課題 ::
下にある権威性の法則についての文章のうち、「たとえば、白衣を着た人をみた」から「人は、「なぜなら」という理由の接続詞に権威を感じるということが分かっています。」までを、両端の語句も含めて一字一句そのまま書き写してください。

本文 ::
=-=-=
権威性の法則とは、専門家の意見に従いやすくなるという心理傾向のことです。
たとえば、お医者さんから出された薬をわざわざ疑うなんてことはしないですよね?
他にも、「ペンシルバニア大学の研究で〜」なんて言われたら、その内容がどうであれ、ちょっと納得してしまいますよね?
このように、我々は専門家からの意見に従いやすいという本能が備わっています。
しかし、なぜこのような現象が起こるのでしょうか?
というわけで本日は、
- 権威性の法則とは
- 権威性の具体例
- 権威性をビジネスに活用する方法
というテーマでブログを執筆していこうと思います。
目次
権威性の法則とは
専門家の意見に従いやすくなるという心理傾向
※別の言い方をすると、「専門家の意見に盲目的になりやすいという心理法則」ですね
権威性の法則の具体例
では、いくつか具体例をみていきましょう。
- 医者
- コンサルタント
- 話し方
例1:医者
医者から処方された薬に疑問を持たないですよね?
たとえば、「もしかしたら、毒かもしれないぞ?・・・」と。
なぜなら、薬を処方してくれた人が、「白衣」を着た「医者」だからです。
仮に、白衣を着たオータニが、適当に薬を処方したとしても、あなたはそれを信じるでしょう。
例2:オータニ
- 年収600万円稼いだ(ネットワーク時代)
- 月間280万円の売上を作った(自己啓発の営業マン時代)
- 月間320万円の売上を作った(起業家のプロデュース時代)
きっと、これをみた多くの人が「オータニは営業の専門家なんだ!」と感じるのではないでしょうか?
※そう感じない人は、きっとオータニよりも売上を上げている人ですね
例3:話し方
下記の文章を読んでみてください。
「権威性の法則」はビジネスに応用するべきです。
なぜなら、権威の力だけで、人を盲目的にすることができるからです。
たとえば、白衣を着た人をみただけで「この人は医者だから、彼の指示にしっかり従おう」と感じてしまいますよね?
このように、「服装」や「肩書き」を工夫するだけで、相手を服従させることができるのです。
あなたは、この文章にかなりの説得力(権威)を感じたのではないでしょうか?
なぜなら、この文章の中には「権威」を感じるある一言を添えているからです。
それは、太文字にした「なぜなら」です。
人は、「なぜなら」という理由の接続詞に権威を感じるということが分かっています。
このように、我々は、「話し方」によっても権威を感じるようになります。
権威性の法則はなぜ発動するのか
でも、なぜ我々は権威性の法則にいとも簡単に支配されてしまうの??
脳科学の話で、ちょっと難しいですが、しっかり解説します!
結論:脳のエネルギーの節約
脳は、「専門家=正しい」という直感的な判断するという性質があります。
なぜなら、このような直感的な判断をすることで、脳のエネルギー(意志力)を節約することができるからです。
=-=-=
位置ラベル付けの記録 ::
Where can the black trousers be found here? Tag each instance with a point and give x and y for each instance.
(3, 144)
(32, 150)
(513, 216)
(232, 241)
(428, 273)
=-=-=
解答 ::
たとえば、白衣を着た人をみただけで「この人は医者だから、彼の指示にしっかり従おう」と感じてしまいますよね?
このように、「服装」や「肩書き」を工夫するだけで、相手を服従させることができるのです。
あなたは、この文章にかなりの説得力(権威)を感じたのではないでしょうか?
なぜなら、この文章の中には「権威」を感じるある一言を添えているからです。
それは、太文字にした「なぜなら」です。
人は、「なぜなら」という理由の接続詞に権威を感じるということが分かっています。